* _Passage for review_
====
The Silver Crown
- First edition
- Author: Robert C. O'Brien
- Illustrator: Dale Payson
- Language: English
- Genre: Children's science fiction
- Published: 1968 (Atheneum Books)
- Publication place: United States
- Media type: Print
- Pages: 274 (first edition)
- OCLC: 437126
- LC Class: PZ7.O135 Si

= The Silver Crown =

1968 novel by Robert C. O'Brien

The Silver Crown is a children's science-fiction book by Robert C. O'Brien. Published in 1968, it was his first novel.

==Plot summary==
The story is in the third person limited perspective, showing events as experienced by the protagonist, Ellen Carroll. The book opens when Ellen discovers a mysterious silver crown in her bedroom on her tenth birthday. This initiates a series of events which at first seem unrelated. Later that morning, her house burns down while she is out at the park and she witnesses a murder. Thrown on her own resources by the loss of her family, Ellen decides to hitchhike to her Aunt Sarah in Kentucky.

On the way, she escapes from a kidnapper, is chased though the woods, and finds an ally in 8-year-old Otto. With Otto, she treks through the mountains, while being hunted by sinister men. At a black castle in the forest, Ellen encounters a medieval device called the Hieronymus Machine which is mind-controlling people and turning them into arsonists and assassins for an unknown purpose. The machine can be operated by two crowns, one black and one silver. It seems that only Ellen can activate the silver crown, the more powerful of the two. Ellen decides the Machine is too dangerous and, despite the temptation of becoming a queen, has it destroyed.

==Revised final chapter==
In the original version, one of the adult characters speculates that the Machine was responsible for sending the crown to Ellen and arranged events to draw her to the castle. This explanation ties up loose ends for the reader. O'Brien later revised the ending of the novel for the British edition to eliminate this section; Ellen's Aunt Sarah simply says she found the crown at "a little curio shop in Barcelona", with no apparent link to the Hieronymus Machine.
====
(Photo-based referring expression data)

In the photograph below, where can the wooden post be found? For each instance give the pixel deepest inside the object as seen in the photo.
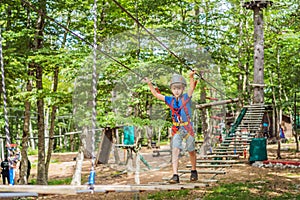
(106, 144)
(257, 6)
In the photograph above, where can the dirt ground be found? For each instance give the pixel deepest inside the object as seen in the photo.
(63, 164)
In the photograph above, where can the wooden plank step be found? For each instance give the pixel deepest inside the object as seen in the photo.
(203, 172)
(210, 166)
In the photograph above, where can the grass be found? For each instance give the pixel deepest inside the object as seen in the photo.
(168, 195)
(244, 191)
(66, 181)
(237, 191)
====
* _Instructions_
1. Please say whether each statement below agrees with the article on The Silver Crown, answering yes or no and quoting the deciding words from it. (a) The book was Robert C. O'Brien's first novel. (b) Otto, Ellen's ally, is ten years old. (c) In the British edition, Aunt Sarah says she found the crown in a shop in Madrid.
2. Go on with the article on The Silver Crown from the point where it stops.

* _Results for the exercise_
1.
(a) Yes: "Published in 1968, it was his first novel."
(b) No: "finds an ally in 8-year-old Otto."
(c) No: "a little curio shop in Barcelona"

2.
==Influences==
The "Hieronymus" in the book is a reference to St. Jerome; in the book's invented history, some of his followers drifted into occult sciences and built the Hieronymus Machine "many centuries ago in a monastery in Spain". Later, though, it was stated to be built by another Hieronymus c. 1000 AD, centuries after the actual St. Jerome. There is no basis for this in actual history. An American inventor Thomas Galen Hieronymus built a machine which he named a "Hieronymus machine" in 1949, the same year given in the novel for the discovery of the device by an archaeologist in Spain. However, his machine merely detected radiation supposedly emitted by all living things; it had nothing to do with mind control.

==Reception==
Kirkus Reviews observed "That Mr. Arthur's nightmare of thought control requires eight pages of explanation at the end is symptomatic of a fundamental failure ... [M]uch of what happens to her [Ellen] seems, even in retrospect, unnecessarily outlandish, and the connection with actuality is crude". In contrast, Andre Norton Award winner E. C. Myers said about The Silver Crown: "It may have been one of the first stories I read that straddled the line between fantasy and science fiction and deftly subverted readers' expectations" and "he left a lasting impression on generations of readers".